------ DATA RECORDS

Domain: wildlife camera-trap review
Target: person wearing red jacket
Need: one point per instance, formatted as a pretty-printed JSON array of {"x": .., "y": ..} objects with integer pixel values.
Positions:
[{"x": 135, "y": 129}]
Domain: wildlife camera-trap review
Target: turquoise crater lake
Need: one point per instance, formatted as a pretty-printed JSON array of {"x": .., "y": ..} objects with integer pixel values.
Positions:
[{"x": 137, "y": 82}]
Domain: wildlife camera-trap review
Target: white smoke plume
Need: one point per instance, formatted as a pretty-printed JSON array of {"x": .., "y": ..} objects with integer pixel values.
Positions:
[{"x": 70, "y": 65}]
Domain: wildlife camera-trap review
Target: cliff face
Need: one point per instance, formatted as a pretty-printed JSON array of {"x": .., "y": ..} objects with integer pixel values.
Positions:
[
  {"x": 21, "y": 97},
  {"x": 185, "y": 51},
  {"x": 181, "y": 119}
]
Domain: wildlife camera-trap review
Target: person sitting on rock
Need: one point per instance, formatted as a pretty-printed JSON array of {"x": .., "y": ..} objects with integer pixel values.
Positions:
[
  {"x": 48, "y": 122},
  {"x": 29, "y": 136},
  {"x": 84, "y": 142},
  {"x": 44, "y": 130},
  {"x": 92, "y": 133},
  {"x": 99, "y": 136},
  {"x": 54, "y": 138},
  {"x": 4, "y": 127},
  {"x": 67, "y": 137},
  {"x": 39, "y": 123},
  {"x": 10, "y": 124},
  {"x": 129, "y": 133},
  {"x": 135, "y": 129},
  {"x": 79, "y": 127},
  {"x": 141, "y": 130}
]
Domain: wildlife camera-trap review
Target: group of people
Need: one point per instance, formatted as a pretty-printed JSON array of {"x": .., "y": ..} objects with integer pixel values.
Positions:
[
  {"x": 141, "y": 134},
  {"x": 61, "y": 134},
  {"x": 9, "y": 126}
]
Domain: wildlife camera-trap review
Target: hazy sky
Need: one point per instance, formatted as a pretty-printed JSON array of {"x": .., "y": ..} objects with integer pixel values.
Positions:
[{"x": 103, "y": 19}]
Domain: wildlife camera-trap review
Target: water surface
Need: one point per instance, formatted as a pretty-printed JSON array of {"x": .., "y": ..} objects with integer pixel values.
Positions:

------------

* _EXERCISE DIRECTIONS_
Copy all lines from the material that include "person".

* _WRITTEN ANSWER_
Target: person wearing red jacket
Target: person sitting on rock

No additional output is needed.